# Selection start

# Can bully's jump a fence.



## Tazz (Jan 27, 2014)

I have a 4 1/2 feet fence in my front yard.and in my back yard is 8 feet do I have to worry about him jumping the front fence. the back yard is huge
I can box off huge space so he can run in the summer and stuff.
Another thing I did not think about.lol


----------



## ames (Jun 6, 2010)

Yes, and you may even have to worry about the 8ft depending upon what on the other side and how much your dog wants to get on the other side. Its all depends on how in shape your bully is and how athletic. Is your fence a chain link? Then the dog can climb up the fence very easily. But you should also worry about if they are able to dig out of the yard. That's a lot easier way to escape and faster if they get bored and start digging while unsupervised.

As you can see these competition dogs jump over 10 feet with a flat wall, let alone having their feet to stick in a fence to climb.


----------



## Tazz (Jan 27, 2014)

The back fence is PVC is smooth.i won't leave the dog in the yard by him self. So I guess I will fence off the area thanks.


----------



## ames (Jun 6, 2010)

If they are always supervised it wouldn't be as big of an issue. My fence is 4 fee and mel is allowed off leash with me but I am diligent and aware of who is walking by and what is going on outside the fence so I can be sure to keep his attention on me.

Sent from Petguide.com App


----------



## Tazz (Jan 27, 2014)

Ok cool. I just went and saved his life .his day was up last Thursday .
I did not do any research on them.as least he is safe in my den in his crate.
I guess as long as they are watched he won't do any thing but iam still fence ing off part of the yard just for fletcher


----------



## Raiderblue (Jan 1, 2014)

Those real low and slow bullies can't jump over a frog lol. But I'm sure a classic bully can jump pretty high.


----------



## PerfectPit (Aug 2, 2010)

I have a 4ft chain fence. He will sit on the picnic table and watch people and cars go by but he is never left unsupervised. If given the opportunity I believe all dogs can jump/climb fences if given enough interest on what is on the other side


----------

# Selection end
# Excerpted records start

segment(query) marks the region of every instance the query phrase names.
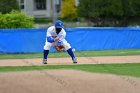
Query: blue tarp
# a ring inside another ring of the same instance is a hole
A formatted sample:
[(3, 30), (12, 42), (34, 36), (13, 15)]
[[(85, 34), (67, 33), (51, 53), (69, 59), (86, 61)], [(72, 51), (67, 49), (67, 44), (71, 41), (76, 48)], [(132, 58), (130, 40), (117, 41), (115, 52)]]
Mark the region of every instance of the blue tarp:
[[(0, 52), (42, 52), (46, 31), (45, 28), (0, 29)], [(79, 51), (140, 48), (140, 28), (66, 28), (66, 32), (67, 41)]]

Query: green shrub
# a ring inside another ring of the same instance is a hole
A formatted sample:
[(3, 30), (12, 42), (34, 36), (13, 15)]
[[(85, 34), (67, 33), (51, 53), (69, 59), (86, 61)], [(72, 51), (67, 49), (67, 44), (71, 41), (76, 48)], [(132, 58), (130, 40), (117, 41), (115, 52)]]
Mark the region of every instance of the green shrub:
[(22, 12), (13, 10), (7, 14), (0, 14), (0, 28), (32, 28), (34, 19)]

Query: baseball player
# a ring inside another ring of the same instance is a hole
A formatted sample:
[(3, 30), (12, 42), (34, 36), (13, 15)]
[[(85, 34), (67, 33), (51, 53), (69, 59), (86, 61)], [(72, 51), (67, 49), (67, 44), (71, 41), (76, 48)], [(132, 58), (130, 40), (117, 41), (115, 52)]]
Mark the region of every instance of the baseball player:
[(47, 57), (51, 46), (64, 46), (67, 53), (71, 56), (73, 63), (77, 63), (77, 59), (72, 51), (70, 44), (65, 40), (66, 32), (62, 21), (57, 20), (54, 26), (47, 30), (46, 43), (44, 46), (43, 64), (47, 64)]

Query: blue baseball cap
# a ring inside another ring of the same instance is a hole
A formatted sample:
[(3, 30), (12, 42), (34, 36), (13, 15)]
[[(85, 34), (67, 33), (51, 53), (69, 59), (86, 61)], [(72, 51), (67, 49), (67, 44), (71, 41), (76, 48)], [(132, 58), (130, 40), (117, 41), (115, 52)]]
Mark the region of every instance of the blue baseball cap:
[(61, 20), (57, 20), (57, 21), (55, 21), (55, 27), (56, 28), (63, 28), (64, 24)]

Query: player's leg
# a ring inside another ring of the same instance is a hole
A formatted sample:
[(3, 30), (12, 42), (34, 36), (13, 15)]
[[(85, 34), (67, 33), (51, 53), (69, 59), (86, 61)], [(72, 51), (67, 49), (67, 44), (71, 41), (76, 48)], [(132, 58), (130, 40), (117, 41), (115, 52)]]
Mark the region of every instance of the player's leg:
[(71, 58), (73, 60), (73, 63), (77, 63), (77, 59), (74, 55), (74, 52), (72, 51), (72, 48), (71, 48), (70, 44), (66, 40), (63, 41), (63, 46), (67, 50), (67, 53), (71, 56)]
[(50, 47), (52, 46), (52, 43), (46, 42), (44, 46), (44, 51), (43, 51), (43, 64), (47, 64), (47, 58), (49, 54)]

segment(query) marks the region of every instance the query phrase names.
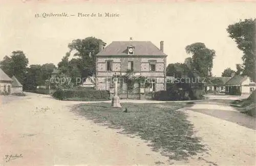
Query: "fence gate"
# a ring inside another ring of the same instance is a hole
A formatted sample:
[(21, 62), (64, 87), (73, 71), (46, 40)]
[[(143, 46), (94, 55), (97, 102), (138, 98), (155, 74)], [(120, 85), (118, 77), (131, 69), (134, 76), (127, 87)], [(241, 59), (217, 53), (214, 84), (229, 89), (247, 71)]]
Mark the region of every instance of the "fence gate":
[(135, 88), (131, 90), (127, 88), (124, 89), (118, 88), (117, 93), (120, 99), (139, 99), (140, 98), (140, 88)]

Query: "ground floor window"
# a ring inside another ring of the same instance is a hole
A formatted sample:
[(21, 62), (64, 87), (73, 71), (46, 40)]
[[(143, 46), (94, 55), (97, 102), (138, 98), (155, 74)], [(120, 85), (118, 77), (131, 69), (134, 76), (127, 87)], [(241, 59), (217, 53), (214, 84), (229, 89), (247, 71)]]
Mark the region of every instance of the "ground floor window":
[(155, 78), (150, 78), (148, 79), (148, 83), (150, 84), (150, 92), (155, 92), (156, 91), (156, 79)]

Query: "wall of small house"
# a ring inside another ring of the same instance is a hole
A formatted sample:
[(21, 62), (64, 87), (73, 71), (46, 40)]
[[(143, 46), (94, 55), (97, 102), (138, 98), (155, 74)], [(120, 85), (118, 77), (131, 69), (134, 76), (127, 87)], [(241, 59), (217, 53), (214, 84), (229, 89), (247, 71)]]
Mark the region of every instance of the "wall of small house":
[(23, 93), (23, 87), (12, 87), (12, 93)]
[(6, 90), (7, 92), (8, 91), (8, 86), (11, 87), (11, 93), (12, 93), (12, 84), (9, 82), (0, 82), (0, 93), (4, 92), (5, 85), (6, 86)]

# Excerpted records end

Task → From the forum thread on whether bullies can jump a fence, copy out the passage that begins with the words "Ok cool. I just" and ends with "jump pretty high.".

Exercise output →
Ok cool. I just went and saved his life .his day was up last Thursday .
I did not do any research on them.as least he is safe in my den in his crate.
I guess as long as they are watched he won't do any thing but iam still fence ing off part of the yard just for fletcher


----------



## Raiderblue (Jan 1, 2014)

Those real low and slow bullies can't jump over a frog lol. But I'm sure a classic bully can jump pretty high.